Locate every line in the listing below that contains the word "blurred", and copy each of those lines.

#### [Excerpted records]
▬▬▬
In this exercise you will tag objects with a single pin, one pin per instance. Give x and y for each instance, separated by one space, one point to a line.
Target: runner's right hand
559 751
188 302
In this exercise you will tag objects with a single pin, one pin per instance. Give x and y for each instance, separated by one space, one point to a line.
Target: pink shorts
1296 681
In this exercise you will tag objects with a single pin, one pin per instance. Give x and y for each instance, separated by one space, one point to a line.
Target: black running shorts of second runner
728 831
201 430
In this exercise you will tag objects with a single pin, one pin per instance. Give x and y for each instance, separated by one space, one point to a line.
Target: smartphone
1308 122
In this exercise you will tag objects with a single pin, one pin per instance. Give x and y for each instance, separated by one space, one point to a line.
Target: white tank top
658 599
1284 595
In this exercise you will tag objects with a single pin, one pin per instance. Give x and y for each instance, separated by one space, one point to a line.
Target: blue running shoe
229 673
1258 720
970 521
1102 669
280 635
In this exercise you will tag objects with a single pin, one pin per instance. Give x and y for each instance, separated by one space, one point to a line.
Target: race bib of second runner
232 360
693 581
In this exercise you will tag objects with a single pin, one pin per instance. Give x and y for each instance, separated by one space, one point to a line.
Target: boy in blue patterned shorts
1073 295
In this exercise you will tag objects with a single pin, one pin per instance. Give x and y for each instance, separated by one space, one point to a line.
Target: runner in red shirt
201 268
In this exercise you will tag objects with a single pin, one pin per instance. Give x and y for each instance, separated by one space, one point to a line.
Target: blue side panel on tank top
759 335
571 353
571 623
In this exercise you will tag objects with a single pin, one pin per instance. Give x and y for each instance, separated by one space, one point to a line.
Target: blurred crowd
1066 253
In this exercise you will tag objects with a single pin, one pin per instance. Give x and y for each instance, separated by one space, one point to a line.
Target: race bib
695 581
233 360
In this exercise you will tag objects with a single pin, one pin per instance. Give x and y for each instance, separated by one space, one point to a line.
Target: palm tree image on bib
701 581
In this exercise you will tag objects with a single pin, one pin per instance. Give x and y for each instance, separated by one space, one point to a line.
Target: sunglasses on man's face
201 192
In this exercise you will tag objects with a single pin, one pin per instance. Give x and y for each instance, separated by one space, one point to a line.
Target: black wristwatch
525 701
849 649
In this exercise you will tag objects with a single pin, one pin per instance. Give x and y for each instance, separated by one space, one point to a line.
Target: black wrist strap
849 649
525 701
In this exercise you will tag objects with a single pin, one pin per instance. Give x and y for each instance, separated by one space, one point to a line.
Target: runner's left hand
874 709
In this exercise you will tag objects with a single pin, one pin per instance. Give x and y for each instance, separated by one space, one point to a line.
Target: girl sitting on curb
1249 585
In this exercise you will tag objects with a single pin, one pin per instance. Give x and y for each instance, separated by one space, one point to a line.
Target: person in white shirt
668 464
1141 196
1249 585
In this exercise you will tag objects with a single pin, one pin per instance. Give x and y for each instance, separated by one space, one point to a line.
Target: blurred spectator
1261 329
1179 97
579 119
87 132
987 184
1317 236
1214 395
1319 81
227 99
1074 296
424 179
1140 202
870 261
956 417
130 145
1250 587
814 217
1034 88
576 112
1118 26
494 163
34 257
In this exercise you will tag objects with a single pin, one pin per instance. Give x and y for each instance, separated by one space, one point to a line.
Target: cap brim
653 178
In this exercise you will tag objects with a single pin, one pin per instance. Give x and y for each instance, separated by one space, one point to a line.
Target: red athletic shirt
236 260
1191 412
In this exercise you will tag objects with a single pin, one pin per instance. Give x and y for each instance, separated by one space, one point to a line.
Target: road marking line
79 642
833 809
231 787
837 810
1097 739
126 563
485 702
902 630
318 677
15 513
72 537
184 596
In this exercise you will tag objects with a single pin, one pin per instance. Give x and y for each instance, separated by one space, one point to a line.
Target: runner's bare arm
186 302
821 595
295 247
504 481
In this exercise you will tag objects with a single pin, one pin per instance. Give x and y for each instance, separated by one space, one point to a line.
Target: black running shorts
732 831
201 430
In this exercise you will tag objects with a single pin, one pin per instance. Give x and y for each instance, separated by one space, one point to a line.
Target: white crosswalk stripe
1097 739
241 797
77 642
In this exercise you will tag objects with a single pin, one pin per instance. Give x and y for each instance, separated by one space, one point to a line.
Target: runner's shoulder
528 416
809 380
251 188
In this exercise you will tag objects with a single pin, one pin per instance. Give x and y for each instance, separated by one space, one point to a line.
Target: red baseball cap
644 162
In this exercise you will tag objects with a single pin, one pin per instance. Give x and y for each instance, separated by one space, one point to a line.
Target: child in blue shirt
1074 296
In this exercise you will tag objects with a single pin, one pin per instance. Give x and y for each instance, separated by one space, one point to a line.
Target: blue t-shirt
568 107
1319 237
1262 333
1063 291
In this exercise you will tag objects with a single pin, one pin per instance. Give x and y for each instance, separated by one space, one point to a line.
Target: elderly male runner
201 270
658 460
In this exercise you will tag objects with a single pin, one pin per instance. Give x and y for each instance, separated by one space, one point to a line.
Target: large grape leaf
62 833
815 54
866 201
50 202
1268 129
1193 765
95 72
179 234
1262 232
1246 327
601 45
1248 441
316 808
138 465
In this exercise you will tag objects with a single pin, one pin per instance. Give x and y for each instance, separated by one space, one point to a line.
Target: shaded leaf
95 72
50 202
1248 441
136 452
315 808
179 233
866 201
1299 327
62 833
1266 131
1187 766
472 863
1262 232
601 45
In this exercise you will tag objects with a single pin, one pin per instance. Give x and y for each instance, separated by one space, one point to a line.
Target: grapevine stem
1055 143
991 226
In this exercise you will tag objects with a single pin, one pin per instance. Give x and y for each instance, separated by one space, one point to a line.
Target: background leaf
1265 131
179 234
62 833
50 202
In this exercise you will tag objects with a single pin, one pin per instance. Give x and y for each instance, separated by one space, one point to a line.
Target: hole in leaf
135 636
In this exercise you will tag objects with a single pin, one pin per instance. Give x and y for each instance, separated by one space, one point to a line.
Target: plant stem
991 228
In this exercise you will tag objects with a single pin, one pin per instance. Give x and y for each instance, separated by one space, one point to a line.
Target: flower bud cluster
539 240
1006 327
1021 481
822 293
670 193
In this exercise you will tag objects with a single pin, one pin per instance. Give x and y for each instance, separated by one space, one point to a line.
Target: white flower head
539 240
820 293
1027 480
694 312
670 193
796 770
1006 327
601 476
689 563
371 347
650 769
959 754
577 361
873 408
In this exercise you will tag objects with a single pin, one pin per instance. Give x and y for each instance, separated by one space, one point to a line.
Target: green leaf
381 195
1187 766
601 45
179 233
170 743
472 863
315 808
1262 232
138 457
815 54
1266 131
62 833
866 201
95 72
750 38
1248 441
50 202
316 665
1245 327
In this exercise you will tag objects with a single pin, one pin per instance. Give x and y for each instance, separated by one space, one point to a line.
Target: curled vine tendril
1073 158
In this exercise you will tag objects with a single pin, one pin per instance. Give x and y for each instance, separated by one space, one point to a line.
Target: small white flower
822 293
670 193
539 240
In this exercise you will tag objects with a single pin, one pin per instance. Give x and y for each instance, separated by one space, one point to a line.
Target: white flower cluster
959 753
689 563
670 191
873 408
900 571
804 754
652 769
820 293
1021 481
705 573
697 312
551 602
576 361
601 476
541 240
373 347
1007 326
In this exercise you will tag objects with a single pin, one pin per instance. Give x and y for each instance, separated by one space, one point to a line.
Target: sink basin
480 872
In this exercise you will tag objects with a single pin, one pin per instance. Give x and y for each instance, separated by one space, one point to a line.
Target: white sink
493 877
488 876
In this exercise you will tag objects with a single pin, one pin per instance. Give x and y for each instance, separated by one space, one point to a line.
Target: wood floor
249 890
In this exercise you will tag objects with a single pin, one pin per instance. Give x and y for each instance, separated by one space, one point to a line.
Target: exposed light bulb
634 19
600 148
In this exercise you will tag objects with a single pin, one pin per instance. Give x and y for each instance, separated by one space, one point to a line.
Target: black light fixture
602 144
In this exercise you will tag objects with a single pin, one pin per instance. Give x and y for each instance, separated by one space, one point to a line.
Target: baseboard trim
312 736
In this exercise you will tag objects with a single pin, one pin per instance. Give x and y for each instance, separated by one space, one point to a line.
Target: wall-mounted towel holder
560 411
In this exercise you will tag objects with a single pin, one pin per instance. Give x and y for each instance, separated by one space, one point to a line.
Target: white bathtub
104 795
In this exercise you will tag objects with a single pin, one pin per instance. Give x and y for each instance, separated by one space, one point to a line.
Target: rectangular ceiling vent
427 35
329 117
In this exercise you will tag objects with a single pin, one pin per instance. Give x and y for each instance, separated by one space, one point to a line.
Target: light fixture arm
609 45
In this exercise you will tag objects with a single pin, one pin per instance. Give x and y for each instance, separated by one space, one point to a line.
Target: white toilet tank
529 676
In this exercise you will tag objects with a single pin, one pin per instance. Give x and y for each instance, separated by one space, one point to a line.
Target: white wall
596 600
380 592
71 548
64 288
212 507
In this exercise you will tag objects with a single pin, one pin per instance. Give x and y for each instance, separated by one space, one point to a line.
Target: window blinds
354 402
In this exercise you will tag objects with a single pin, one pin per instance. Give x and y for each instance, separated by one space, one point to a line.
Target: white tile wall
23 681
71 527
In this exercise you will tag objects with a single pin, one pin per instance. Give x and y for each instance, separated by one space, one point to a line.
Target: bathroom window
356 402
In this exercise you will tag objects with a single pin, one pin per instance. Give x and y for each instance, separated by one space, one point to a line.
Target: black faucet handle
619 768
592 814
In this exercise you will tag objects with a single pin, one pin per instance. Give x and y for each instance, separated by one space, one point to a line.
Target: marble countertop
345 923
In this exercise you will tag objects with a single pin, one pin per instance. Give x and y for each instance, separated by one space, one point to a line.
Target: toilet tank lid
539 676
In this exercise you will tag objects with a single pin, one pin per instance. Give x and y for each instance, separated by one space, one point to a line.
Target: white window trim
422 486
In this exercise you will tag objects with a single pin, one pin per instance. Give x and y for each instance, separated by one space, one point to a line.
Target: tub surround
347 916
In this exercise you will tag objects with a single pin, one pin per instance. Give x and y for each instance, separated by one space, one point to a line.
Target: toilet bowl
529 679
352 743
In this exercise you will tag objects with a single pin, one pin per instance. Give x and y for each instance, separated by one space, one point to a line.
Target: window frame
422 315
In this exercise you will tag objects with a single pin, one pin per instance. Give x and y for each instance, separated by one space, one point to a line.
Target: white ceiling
▬▬▬
#### [The answer]
Target: blurred crowd
Target: blurred spectator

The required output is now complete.